** Short problem **
Rewrite each of the rows below as an item in a numbered list, and leave out any blank lines.

** Listing **
========================
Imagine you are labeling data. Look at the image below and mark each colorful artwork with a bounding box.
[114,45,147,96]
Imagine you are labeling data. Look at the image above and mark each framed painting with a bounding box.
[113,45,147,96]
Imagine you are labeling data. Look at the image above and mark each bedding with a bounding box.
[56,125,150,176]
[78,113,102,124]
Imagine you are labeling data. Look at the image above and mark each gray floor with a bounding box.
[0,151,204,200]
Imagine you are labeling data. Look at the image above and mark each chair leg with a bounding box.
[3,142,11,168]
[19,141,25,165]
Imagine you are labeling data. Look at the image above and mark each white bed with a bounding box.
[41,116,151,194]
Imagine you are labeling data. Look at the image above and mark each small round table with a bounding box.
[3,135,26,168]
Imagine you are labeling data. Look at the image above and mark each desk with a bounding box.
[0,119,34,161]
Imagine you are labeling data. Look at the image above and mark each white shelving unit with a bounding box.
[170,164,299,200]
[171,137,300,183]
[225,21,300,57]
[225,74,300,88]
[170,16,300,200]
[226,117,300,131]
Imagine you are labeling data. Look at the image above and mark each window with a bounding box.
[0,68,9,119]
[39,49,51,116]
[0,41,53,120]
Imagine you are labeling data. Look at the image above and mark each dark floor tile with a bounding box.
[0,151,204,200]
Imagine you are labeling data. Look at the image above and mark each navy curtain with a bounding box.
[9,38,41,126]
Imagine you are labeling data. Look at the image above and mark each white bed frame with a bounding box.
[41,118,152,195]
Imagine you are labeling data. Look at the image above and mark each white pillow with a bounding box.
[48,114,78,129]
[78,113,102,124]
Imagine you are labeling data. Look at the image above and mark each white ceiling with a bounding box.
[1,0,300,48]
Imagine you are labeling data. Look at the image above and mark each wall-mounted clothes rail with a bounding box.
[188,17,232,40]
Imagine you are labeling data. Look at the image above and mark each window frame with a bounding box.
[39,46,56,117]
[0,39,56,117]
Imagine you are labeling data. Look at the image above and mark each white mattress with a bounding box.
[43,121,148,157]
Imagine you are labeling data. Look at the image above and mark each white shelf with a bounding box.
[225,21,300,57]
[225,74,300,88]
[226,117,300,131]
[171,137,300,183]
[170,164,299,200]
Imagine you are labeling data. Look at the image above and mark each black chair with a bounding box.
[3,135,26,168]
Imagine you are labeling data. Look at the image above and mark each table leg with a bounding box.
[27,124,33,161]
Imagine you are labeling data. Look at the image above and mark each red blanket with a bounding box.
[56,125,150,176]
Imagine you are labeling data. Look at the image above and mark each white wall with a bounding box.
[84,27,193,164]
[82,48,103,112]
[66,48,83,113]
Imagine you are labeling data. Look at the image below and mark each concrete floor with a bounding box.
========================
** In response **
1. Imagine you are labeling data. Look at the image below and mark each colorful artwork with a bounding box.
2. [114,45,147,96]
3. Imagine you are labeling data. Look at the image above and mark each framed painting with a bounding box.
4. [113,45,147,96]
5. Imagine you are labeling data. Look at the image above and mark each bedding with a bounding box.
6. [56,125,150,176]
7. [78,113,102,124]
8. Imagine you are labeling data. Look at the image above and mark each gray floor with a bounding box.
9. [0,151,204,200]
10. Imagine you are labeling data. Look at the image above and mark each chair leg with a bounding box.
11. [3,142,11,168]
12. [19,141,25,165]
13. Imagine you are labeling data. Look at the image above and mark each white bed with a bounding box.
14. [41,116,151,194]
15. Imagine you are labeling data. Look at the image above and mark each small round table with a bounding box.
16. [3,135,26,168]
17. Imagine you are labeling data. Look at the image above and mark each desk with a bounding box.
18. [0,119,34,161]
19. Imagine you are labeling data. Look at the image above and mark each white shelving unit with a bounding box.
20. [170,164,299,200]
21. [171,137,300,183]
22. [225,21,300,57]
23. [225,74,300,88]
24. [170,16,300,200]
25. [226,117,300,131]
26. Imagine you are labeling data. Look at the image above and mark each window with a bounding box.
27. [0,68,9,119]
28. [39,49,51,116]
29. [0,41,53,120]
30. Imagine you are labeling data. Look at the image above and mark each dark floor tile with a bounding box.
31. [0,151,204,200]
32. Imagine you are labeling data. Look at the image above and mark each navy curtain with a bounding box.
33. [9,38,41,126]
34. Imagine you are labeling data. Look at the image above and mark each white bed frame with a bounding box.
35. [41,118,152,195]
36. Imagine you are labeling data. Look at the image above and mark each white pillow with a bounding box.
37. [48,114,78,129]
38. [78,113,102,124]
39. Imagine you are labeling data. Look at the image above and mark each white ceiling with a bounding box.
40. [1,0,300,48]
41. Imagine you are labeling data. Look at the image above and mark each wall-mounted clothes rail with a bounding box.
42. [188,17,232,40]
43. Imagine you are labeling data. Look at the image above and mark each window frame with a bounding box.
44. [39,46,56,117]
45. [0,39,56,117]
46. Imagine you are labeling data. Look at the image above and mark each white mattress with a bounding box.
47. [43,121,148,157]
48. Imagine you are labeling data. Look at the image above and mark each white shelf with a bounding box.
49. [225,21,300,57]
50. [225,74,300,88]
51. [226,117,300,131]
52. [171,137,300,183]
53. [170,164,299,200]
54. Imagine you are labeling data. Look at the image above and mark each black chair with a bounding box.
55. [3,135,26,168]
56. Imagine you are labeling data. Look at the image above and mark each table leg with a bounding box.
57. [27,124,33,161]
58. Imagine you are labeling data. Look at the image above and mark each red blanket with a bounding box.
59. [56,125,150,176]
60. Imagine you are labeling data. Look at the image above and mark each white wall with a bounding box.
61. [84,27,193,164]
62. [82,48,103,112]
63. [66,48,83,113]
64. Imagine you are labeling data. Look at the image below and mark each concrete floor with a bounding box.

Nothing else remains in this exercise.